### Aim of the task
From top to bottom, retype the data exactly, passing over any picture.

..........

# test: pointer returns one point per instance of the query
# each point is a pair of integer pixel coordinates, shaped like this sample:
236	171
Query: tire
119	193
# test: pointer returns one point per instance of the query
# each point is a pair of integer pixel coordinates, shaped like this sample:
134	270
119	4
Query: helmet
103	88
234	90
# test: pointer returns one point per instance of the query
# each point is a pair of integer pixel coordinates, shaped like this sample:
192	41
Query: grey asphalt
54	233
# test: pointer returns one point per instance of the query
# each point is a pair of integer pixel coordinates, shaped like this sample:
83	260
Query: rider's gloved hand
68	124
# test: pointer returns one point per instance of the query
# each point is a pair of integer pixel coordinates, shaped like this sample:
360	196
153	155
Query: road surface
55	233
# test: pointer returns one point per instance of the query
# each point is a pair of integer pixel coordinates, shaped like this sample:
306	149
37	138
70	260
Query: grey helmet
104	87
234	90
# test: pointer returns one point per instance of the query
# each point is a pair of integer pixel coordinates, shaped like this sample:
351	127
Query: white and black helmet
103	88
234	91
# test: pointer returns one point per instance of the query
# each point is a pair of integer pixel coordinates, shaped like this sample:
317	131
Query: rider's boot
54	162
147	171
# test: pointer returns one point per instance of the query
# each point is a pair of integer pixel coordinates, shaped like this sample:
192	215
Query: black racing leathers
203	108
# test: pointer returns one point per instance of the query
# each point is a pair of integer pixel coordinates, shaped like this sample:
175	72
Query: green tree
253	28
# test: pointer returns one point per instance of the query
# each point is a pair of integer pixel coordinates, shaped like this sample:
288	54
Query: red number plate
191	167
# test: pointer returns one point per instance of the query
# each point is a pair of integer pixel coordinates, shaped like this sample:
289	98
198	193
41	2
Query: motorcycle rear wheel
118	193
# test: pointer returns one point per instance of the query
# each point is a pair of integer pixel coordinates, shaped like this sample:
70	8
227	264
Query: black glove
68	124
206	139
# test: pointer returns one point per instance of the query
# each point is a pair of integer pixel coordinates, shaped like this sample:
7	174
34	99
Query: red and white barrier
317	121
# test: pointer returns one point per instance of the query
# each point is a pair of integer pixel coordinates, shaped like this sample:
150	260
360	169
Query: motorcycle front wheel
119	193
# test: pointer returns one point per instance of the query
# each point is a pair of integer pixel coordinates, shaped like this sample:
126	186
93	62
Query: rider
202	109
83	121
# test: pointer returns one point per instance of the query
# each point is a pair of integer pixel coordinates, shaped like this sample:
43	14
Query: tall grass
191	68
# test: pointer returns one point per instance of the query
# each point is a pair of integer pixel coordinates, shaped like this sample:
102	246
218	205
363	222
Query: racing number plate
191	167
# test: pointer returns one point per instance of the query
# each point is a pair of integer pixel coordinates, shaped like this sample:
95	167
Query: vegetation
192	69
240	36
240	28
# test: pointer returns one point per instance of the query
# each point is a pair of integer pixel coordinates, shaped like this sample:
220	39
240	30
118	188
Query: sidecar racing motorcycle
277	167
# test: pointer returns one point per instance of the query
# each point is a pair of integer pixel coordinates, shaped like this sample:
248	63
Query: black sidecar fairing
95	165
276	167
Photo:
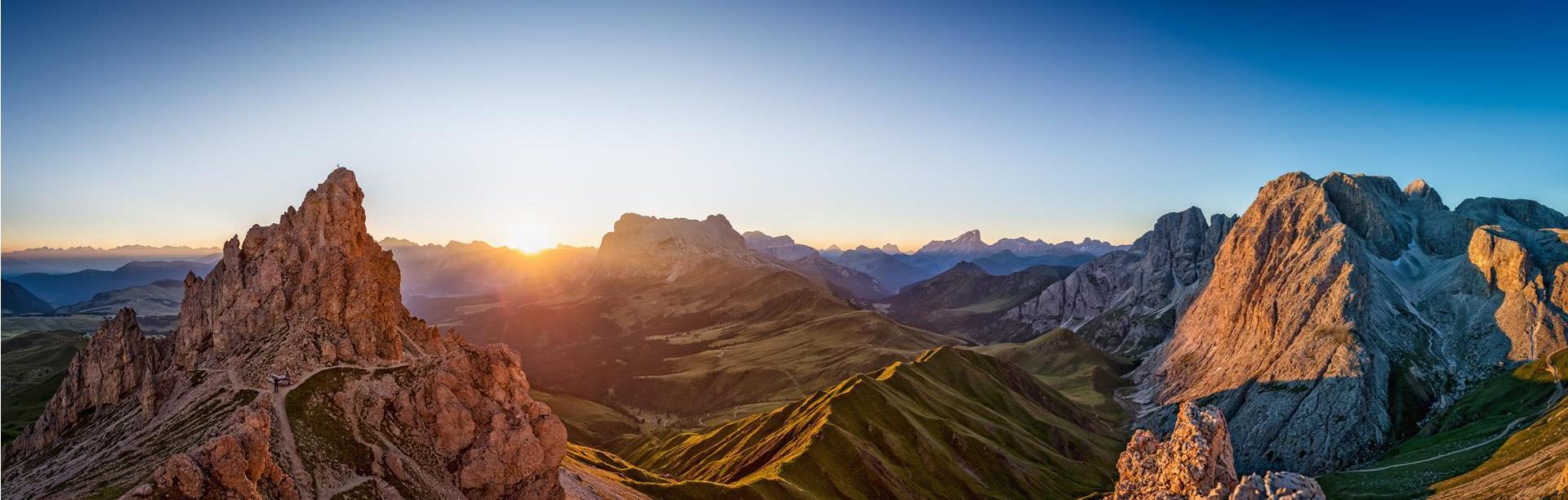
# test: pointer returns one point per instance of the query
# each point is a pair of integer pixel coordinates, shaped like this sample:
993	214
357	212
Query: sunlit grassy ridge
954	423
1459	447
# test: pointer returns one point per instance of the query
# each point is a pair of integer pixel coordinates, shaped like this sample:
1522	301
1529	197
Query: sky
530	124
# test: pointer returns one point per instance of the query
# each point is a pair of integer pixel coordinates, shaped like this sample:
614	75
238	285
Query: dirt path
296	464
349	484
1557	394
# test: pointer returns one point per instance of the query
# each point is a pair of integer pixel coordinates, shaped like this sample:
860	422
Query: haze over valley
784	251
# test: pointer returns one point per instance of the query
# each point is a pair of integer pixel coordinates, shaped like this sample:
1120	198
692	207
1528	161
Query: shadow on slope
1472	449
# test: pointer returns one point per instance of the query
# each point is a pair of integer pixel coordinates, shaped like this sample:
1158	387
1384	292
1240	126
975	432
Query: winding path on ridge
1557	394
281	413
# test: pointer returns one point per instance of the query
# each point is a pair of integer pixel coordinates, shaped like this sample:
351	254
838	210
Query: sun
530	240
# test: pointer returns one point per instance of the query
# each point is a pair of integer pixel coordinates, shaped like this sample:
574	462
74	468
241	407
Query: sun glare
530	240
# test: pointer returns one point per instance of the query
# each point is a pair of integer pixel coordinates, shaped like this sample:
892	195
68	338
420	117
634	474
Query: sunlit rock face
1196	461
1343	309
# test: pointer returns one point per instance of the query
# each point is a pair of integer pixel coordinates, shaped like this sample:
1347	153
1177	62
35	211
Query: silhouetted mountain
63	261
82	286
966	301
162	298
18	300
891	271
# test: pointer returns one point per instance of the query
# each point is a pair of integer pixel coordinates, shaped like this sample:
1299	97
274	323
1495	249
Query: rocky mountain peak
118	364
1196	462
964	267
1523	212
637	234
1424	194
314	288
964	243
317	300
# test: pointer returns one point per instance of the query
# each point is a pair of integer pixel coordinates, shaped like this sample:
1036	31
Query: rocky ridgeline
194	416
1196	462
659	248
1341	310
119	364
1128	301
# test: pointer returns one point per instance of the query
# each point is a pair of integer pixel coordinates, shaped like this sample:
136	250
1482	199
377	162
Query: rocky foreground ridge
1196	462
380	402
1341	310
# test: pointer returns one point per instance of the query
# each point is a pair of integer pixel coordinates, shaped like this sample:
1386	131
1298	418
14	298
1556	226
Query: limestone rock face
470	406
311	297
235	464
311	290
1196	462
1128	301
782	248
118	364
645	247
1191	462
1528	267
1341	310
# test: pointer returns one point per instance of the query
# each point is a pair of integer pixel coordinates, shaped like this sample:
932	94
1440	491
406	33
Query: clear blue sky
182	123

..........

### Exercise solution
# test: pointer returns one point per instance of the query
# each point is a pair of integer pixel coordinates, shaped like this sample:
236	171
Query: tire
119	193
# test: pointer returns one point per instance of the query
# each point is a pair of integer pixel coordinates, shaped like this sample:
134	270
119	4
Query: helmet
103	88
234	90
# test: pointer returns one point per instance of the query
# each point is a pair of integer pixel coordinates, shaped like this sample:
192	41
Query: grey asphalt
54	233
# test: pointer returns one point per instance of the query
# each point is a pair of integer pixel coordinates, shaped like this sample:
83	260
Query: rider's gloved hand
68	124
# test: pointer returns one point per instance of the query
# each point is a pair of integer pixel coordinates, shaped like this sample:
360	196
153	155
Query: road surface
55	233
# test: pointer returns one point per instance of the query
# each point is a pair of integer pixel coordinates, shaped like this sample:
306	149
37	138
70	260
Query: grey helmet
104	87
234	90
# test: pointer returns one point per instance of the query
# each point is a pair of integer pixel coordinates, shaped like this sample:
351	127
Query: white and black helmet
103	88
234	91
# test: pointer returns one point per instance of the query
# each point is a pair of integer pixel coordinates, shaped like this sample:
317	131
Query: rider's boot
54	162
147	171
# test: pointer returns one point per instance of the query
# each point is a pair of integer pixel coordinates, shaped like this sample:
192	215
Query: black racing leathers
203	108
# test: pointer returns one point per instance of the query
# each point is a pair of integer pixel coordinates, shaped like this sample:
175	72
Query: green tree
253	28
# test: pointer returns one point per instance of the query
# each point is a pair of integer pixel coordinates, shaped like this sample:
288	54
Query: red number plate
191	167
# test: pointer returns one point per instance of the query
# each point is a pair of integer pixel coordinates, shaped like this sample:
289	98
198	193
41	2
Query: motorcycle rear wheel
118	193
# test: pointer returns one point per instance of the query
# each point is a pair of integer pixel coordinates, shaped like this sample:
70	8
227	264
Query: black glove
68	124
206	139
# test: pointer returns one point per instance of the query
# each point is a pair of integer pixel coordinates, shaped like this sample:
7	174
34	99
Query: red and white barrier
317	121
# test: pointer returns one point per instance of the query
# each point is a pair of integer pixel coordinates, shaped like this sample:
150	260
360	169
Query: motorcycle front wheel
119	193
# test: pointer returns one point per instance of the query
# each point is a pair of integer pixel coordinates, shaped like this sample:
126	186
93	62
Query: rider
202	109
83	121
# test: pointer returns one point per instance of the query
# each point is a pair of integer pixel coordinates, shaped like this sample:
43	14
Query: tall grass
191	68
# test: pointer returns one point per instance of the query
# each point is a pair of integer pixel coordinates, shaped like this sample:
102	246
218	205
363	222
Query: racing number plate
191	167
# test: pointer returns one point per instance of the query
# each point is a pair of integer pixel coordinates, shaped like this sample:
95	167
Query: vegetation
192	69
240	36
240	28
# test: pointer returns one point per instance of the query
# each point is a pair of integer pixel coordinates, shaped like this sample:
220	39
240	30
118	188
Query: sidecar racing motorcycle
277	167
# test: pointer returns one point per instance of the query
# each point is a pair of integer pixel coordinates, shaped like this sample:
248	63
Query: black sidecar fairing
95	165
276	167
Photo:
# test: pointer returns one point per instance of the query
# each point is a pair of integer pixel coordinates, shaped like this sample:
993	214
357	212
Query: sunlit grassy ridge
954	423
1459	447
# test: pointer returns one point per instance of the query
# each point is a pair of integer pixel coordinates, shaped like this sample:
1522	301
1529	197
Query: sky
530	124
# test: pointer returns one point per instance of the query
# each point is a pair of integer pixel coordinates, shaped like this sample:
614	75
238	285
Query: dirt path
296	464
349	484
1557	394
# test: pointer returns one point per instance of the query
# each point is a pair of integer pixel coordinates, shaped like this sample:
860	422
Query: haze over valley
784	251
# test: pointer returns one point per instance of the query
# each point is a pair of integer pixel coordinates, shaped like this sample:
1120	198
692	207
1528	161
Query: shadow on slope
1472	449
# test: pointer returns one point per instance of the query
# each point is a pair of integer pixel coordinates, shaped like this sample:
1158	387
1384	292
1240	126
975	432
Query: winding path on ridge
1557	394
281	413
# test: pointer returns one point per instance of the query
# each point is a pair of integer pixel coordinates, shaped like this sample:
351	254
838	210
Query: sun
530	240
# test: pointer returns one point per instance of the query
# each point is a pair of integer pixel coordinates, shaped like this sample:
574	462
74	468
241	407
Query: sun glare
530	240
# test: pointer returns one point per instance of the query
# each point is a pair of integer pixel coordinates, shaped like this sample:
892	195
68	338
420	117
634	474
Query: sunlit rock face
1196	461
1343	309
# test: pointer returns one point per instance of the query
# each point is a pair of integer pixel coordinates, shaped like this sample:
1347	153
1177	62
35	211
Query: silhouetted mountain
63	261
82	286
966	301
162	298
18	300
891	271
# test: pointer returns one point per instance of the query
# each point is a pair of integer pixel coordinates, shaped like this sample:
1299	97
274	323
1495	249
Query: rocky mountain peak
118	364
1196	462
964	267
1523	212
637	234
1424	194
314	288
964	243
317	300
# test: pointer returns one point per instance of the query
# each point is a pair of integer pixel coordinates, shaped like this sample:
1036	31
Query: rocky ridgeline
194	416
1196	462
659	248
1341	310
119	364
1128	301
# test: pointer returns one point per instance of the query
# each point is a pair of integer pixel coordinates, shaped like this sample:
136	250
1482	199
377	162
Query: rocky foreground ridge
1196	462
380	402
1341	310
# test: pointer returns one point per instance of the query
# each point is a pair of integer pixel coordinates, shaped like this sample:
1386	131
1298	418
14	298
1556	226
Query: limestone rock face
470	406
311	297
235	464
311	290
1196	462
1128	301
782	248
118	364
645	247
1191	462
1528	267
1341	310
# test: pointer returns one point per instance of the query
# each point is a pair of integer pixel coordinates, shaped like this sample:
932	94
1440	491
406	33
Query: clear blue sky
182	123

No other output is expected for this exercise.